▶ **Passage given**
■ ■ ■ ■ ■ ■ ■

Book News
Orange Prize finalists.
Hilary Mantel’s “Wolf Hall” and Barbara Kingsolver’s “The Lacuna” have been selected as two of six finalists in the Orange Prize for Fiction, whose winner takes home $46,100 and a bronze statuette called the Bessie.
The prize was established in 1996 to celebrate fiction by women worldwide. Mantel’s “Wolf Hall,” which has already won the Man Booker Prize for Fiction and a National Book Critics Circle award, traces the ascent of Thomas Cromwell, Henry VIII’s fixer. Kingsolver’s “The Lacuna” tells the story of a man torn between two nations, Mexico and the United States.
The other finalists are Rosie Alison for “The Very Thought of You”; Attica Locke for “Black Water Rising”; Lorrie Moore for “A Gate at the Stairs”; and Monique Roffey for “The White Woman on the Green Bicycle.”
The winner will be announced June 9 in London.
Bloomberg News
Skater ices book deal.
Johnny Weir has more to say, so he’s working on a book — a funny book.
Publisher Gallery Books announced Monday that the figure skater and reality TV star will release a “collection of wildly entertaining anecdotes and essays about everything from pop-culture to skating to fashion to Johnny himself.”
Weir stars on the Sundance Channel’s “Be Good, Johnny Weir.” The book is untitled so far and is scheduled to come out in January 2011.

■ ■ ■ ■ ■ ■ ■

▶ **Objective**
Copy the book news again, beginning at the words "The winner will" and stopping after "a funny book.", and swap "London" for "Manchester". The records come from a separate source.

▶ **Data records**
■ ■ ■ ■ ■ ■ ■

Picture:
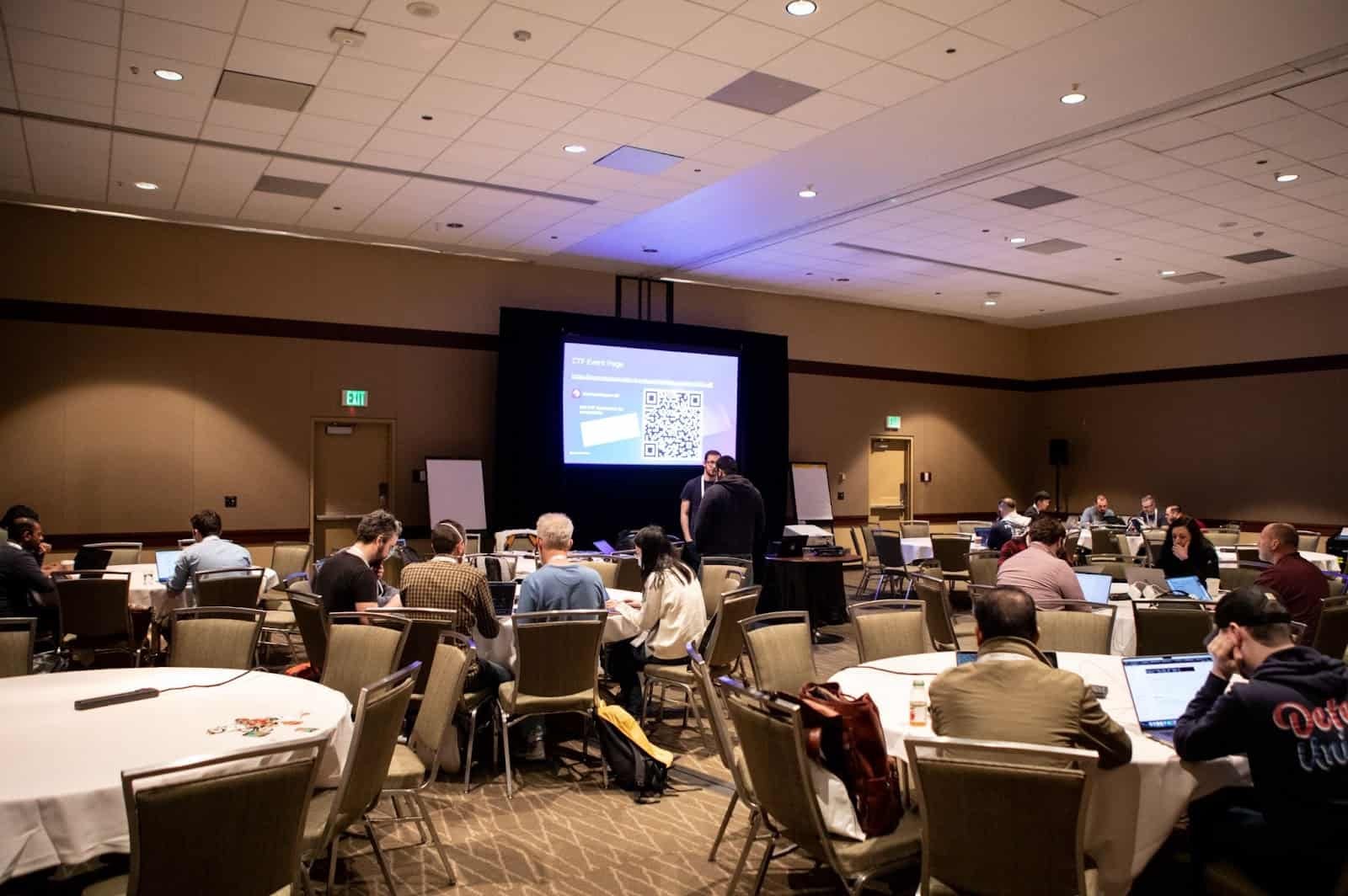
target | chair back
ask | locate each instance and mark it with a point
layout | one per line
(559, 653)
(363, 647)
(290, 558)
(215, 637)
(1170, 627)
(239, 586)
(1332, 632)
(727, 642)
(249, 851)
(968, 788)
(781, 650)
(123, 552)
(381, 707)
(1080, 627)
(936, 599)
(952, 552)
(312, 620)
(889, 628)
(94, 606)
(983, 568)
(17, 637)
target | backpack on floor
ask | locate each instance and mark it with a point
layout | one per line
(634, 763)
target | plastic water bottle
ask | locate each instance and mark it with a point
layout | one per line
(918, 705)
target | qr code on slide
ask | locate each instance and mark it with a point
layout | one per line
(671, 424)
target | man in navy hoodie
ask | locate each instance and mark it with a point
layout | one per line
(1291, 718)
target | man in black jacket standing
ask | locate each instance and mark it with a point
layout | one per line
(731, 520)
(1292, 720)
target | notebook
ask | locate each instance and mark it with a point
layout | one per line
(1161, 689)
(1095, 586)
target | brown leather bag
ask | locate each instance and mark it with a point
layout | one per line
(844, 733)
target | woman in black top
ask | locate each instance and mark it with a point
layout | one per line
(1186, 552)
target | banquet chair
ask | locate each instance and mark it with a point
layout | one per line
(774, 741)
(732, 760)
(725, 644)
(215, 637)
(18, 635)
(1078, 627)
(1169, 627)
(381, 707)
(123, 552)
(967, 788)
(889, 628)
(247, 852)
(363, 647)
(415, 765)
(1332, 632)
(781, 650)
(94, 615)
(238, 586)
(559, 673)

■ ■ ■ ■ ■ ■ ■

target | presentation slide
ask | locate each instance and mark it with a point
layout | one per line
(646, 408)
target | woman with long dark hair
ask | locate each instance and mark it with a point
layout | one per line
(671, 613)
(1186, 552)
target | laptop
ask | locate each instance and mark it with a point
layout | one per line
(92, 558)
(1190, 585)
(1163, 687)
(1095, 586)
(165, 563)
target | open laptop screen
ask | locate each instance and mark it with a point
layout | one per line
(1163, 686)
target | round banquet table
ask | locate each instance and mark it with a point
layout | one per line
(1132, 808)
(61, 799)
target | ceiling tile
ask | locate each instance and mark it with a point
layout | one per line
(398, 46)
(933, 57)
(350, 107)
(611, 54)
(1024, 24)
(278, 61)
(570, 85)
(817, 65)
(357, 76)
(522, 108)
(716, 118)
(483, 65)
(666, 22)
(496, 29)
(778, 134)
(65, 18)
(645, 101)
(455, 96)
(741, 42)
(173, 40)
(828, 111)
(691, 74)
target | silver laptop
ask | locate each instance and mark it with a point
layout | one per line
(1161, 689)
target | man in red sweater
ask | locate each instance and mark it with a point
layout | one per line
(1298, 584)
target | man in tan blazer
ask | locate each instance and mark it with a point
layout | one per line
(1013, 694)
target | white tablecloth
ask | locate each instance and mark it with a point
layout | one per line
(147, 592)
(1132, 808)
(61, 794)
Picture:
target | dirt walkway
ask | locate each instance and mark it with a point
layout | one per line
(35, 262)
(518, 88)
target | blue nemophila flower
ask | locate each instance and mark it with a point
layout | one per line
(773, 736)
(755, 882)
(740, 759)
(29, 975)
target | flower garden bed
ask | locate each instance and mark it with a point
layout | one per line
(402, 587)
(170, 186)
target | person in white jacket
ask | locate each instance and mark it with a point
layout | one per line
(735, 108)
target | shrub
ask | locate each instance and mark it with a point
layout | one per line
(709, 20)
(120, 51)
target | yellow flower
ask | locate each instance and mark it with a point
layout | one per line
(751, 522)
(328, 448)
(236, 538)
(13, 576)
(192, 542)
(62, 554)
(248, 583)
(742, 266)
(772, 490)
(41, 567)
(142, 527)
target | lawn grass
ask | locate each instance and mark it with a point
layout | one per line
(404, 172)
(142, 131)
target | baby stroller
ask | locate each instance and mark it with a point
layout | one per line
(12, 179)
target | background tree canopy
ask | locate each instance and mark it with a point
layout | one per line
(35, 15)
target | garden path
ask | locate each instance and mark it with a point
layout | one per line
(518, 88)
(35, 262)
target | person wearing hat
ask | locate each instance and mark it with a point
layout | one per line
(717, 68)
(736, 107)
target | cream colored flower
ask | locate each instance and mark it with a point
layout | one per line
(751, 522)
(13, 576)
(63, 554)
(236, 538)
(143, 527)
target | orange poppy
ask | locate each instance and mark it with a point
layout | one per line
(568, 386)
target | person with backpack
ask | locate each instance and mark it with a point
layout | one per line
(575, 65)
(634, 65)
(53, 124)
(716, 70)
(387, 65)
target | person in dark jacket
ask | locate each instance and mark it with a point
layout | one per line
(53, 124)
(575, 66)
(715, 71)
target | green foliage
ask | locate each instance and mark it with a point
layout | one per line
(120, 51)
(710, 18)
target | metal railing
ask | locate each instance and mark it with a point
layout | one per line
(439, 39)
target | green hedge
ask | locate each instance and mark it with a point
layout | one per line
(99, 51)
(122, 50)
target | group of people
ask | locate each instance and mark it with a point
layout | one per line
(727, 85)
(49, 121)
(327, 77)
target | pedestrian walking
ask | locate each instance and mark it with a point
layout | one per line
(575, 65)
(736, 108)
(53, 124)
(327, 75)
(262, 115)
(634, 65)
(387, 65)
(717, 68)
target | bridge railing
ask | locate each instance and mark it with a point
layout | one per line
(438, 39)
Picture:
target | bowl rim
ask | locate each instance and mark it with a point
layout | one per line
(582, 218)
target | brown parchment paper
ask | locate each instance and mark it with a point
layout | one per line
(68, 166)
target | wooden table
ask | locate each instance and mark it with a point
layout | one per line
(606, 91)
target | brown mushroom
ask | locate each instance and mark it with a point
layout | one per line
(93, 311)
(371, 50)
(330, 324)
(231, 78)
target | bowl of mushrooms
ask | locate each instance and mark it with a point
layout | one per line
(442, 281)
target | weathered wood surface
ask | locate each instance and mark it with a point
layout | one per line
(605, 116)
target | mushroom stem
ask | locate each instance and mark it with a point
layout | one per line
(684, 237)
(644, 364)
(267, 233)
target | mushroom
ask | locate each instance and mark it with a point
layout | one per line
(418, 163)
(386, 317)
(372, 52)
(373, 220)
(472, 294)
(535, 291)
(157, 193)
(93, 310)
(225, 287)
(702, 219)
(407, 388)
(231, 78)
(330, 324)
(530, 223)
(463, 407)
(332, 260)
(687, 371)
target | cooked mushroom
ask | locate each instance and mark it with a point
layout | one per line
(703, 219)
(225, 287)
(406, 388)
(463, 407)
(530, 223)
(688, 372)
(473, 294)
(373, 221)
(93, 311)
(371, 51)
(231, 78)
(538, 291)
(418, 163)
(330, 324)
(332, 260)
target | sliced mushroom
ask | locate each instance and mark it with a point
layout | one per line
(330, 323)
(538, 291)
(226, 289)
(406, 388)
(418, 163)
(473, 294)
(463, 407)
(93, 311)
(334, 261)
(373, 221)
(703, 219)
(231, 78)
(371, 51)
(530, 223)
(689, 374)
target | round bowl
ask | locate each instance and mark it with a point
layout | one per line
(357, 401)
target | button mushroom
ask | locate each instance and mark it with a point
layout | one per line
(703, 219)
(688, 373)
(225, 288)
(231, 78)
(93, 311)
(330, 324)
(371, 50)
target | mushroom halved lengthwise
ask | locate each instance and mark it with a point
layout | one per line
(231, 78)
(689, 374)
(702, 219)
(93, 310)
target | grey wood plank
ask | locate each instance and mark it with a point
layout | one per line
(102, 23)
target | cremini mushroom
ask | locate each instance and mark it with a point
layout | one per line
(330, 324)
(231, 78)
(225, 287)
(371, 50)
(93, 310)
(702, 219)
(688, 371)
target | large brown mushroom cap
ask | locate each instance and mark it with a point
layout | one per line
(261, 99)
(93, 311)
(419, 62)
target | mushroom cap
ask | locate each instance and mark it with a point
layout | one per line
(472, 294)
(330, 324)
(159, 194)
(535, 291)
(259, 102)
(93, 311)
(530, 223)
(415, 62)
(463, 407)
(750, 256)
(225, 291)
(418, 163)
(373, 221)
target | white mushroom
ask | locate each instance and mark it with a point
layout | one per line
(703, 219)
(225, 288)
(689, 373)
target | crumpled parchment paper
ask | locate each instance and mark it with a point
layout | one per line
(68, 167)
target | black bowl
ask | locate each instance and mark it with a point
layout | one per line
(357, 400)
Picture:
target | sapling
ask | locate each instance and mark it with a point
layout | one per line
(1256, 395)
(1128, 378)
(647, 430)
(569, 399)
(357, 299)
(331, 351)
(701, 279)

■ ■ ■ ■ ■ ■ ■

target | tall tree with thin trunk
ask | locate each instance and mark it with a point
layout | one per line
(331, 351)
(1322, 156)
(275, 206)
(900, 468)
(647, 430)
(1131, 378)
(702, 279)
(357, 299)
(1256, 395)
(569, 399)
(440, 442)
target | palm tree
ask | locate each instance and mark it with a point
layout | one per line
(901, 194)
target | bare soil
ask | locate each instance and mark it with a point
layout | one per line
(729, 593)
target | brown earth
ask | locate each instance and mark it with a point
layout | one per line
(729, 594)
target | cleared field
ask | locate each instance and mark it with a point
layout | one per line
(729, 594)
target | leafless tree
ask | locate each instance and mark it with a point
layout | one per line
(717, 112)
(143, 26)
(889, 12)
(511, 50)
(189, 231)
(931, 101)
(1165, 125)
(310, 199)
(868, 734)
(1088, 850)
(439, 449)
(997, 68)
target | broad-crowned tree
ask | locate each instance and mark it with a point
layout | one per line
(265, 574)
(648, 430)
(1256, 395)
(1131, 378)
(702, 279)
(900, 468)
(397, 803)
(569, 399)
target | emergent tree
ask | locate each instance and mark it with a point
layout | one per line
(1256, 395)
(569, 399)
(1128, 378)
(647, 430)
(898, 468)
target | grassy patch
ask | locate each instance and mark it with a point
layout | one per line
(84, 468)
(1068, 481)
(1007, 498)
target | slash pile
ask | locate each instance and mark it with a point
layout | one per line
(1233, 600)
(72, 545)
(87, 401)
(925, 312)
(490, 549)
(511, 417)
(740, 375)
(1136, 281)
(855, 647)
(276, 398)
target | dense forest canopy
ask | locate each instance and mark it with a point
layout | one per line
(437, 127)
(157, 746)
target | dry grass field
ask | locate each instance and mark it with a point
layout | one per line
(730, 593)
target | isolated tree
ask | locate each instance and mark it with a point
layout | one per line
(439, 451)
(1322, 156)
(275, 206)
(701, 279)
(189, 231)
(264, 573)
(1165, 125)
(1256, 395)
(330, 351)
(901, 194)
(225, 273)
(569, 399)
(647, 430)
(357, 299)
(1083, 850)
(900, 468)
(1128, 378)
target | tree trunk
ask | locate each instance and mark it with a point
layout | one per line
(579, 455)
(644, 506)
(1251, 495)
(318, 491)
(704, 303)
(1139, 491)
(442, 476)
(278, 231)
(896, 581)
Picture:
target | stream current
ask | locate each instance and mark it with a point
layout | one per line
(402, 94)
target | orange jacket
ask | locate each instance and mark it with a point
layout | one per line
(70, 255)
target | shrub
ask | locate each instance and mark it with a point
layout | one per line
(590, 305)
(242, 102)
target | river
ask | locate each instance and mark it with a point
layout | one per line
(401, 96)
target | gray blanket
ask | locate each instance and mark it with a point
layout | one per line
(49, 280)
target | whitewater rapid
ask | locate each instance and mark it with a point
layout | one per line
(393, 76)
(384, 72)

■ ■ ■ ■ ■ ■ ■

▶ **Result of this task**
The winner will be announced June 9 in Manchester.
Bloomberg News
Skater ices book deal.
Johnny Weir has more to say, so he’s working on a book — a funny book.